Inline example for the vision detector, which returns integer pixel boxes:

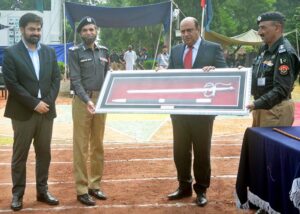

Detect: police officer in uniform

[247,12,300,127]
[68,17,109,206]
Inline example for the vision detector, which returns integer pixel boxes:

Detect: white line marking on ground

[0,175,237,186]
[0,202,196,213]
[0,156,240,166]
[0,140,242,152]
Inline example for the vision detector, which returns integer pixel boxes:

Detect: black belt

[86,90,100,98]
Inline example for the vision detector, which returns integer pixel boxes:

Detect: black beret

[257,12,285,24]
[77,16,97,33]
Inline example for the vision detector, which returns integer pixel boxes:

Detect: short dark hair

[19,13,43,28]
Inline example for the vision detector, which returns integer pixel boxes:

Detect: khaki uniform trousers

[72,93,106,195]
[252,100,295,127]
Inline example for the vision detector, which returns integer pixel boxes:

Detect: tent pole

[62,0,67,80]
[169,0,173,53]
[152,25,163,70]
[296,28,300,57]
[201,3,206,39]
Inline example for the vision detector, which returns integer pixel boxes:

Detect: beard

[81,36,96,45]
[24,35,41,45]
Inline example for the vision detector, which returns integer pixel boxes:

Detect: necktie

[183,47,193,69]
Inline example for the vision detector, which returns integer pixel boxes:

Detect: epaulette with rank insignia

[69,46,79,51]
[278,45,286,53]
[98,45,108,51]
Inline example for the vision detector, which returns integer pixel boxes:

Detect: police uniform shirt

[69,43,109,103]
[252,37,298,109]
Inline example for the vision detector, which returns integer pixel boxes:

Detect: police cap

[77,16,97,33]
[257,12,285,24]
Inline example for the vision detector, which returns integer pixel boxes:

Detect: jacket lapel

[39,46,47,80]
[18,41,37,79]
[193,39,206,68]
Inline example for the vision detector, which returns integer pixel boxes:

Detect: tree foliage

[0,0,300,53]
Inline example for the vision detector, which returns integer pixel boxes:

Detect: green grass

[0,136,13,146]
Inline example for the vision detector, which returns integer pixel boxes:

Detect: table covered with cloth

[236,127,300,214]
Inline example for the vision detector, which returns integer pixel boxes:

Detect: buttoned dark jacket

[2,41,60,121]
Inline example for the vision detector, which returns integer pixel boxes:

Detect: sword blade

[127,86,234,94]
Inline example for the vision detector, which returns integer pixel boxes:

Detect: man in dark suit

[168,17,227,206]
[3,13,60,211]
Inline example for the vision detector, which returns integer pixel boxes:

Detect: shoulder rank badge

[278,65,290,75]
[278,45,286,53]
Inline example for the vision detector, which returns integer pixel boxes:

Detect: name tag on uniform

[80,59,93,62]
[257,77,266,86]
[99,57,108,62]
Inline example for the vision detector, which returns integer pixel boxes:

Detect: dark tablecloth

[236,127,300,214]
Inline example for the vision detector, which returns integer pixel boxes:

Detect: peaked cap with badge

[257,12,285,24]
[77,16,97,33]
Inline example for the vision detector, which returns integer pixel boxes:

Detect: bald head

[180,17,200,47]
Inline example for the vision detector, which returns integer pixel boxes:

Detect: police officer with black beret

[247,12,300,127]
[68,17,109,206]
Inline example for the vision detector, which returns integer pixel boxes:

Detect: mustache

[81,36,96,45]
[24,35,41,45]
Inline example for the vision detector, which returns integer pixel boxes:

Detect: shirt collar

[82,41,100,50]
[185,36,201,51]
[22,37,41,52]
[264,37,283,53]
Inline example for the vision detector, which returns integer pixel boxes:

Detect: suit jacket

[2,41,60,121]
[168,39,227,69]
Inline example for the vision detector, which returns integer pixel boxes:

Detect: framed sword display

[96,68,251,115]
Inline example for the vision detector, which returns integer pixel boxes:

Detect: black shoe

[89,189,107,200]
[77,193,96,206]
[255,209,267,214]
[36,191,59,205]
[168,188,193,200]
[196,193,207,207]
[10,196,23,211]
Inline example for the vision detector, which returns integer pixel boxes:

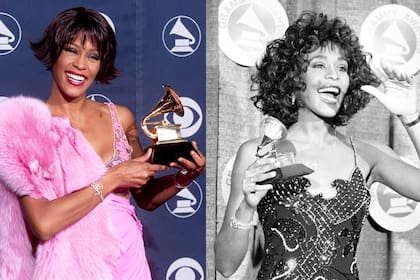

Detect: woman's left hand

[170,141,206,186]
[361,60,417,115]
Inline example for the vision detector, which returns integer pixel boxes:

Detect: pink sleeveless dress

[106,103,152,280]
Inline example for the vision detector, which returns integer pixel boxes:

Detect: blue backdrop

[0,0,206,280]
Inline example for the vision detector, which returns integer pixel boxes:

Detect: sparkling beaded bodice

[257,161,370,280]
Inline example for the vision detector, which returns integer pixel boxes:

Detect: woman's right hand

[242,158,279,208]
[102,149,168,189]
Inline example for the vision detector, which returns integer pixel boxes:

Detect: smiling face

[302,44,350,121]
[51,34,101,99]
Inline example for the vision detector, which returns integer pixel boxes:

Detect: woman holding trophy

----------

> _Aim of the exercise_
Rewrite the entries from their beginning through the line containing "[0,140,242,152]", both ends included, and substitute "security guard" for "police officer" while keeping everything else unchanged. Leave the pictures out of the answer.

> _Final result_
Inline example for the vision detector, which returns integer pixel boxes:


Detect: security guard in uniform

[247,12,300,127]
[68,17,109,206]
Inline example for the vision detector, which returns integer pixel boxes:

Detect: white line marking on ground

[0,175,237,186]
[0,202,196,213]
[0,156,240,166]
[0,140,242,152]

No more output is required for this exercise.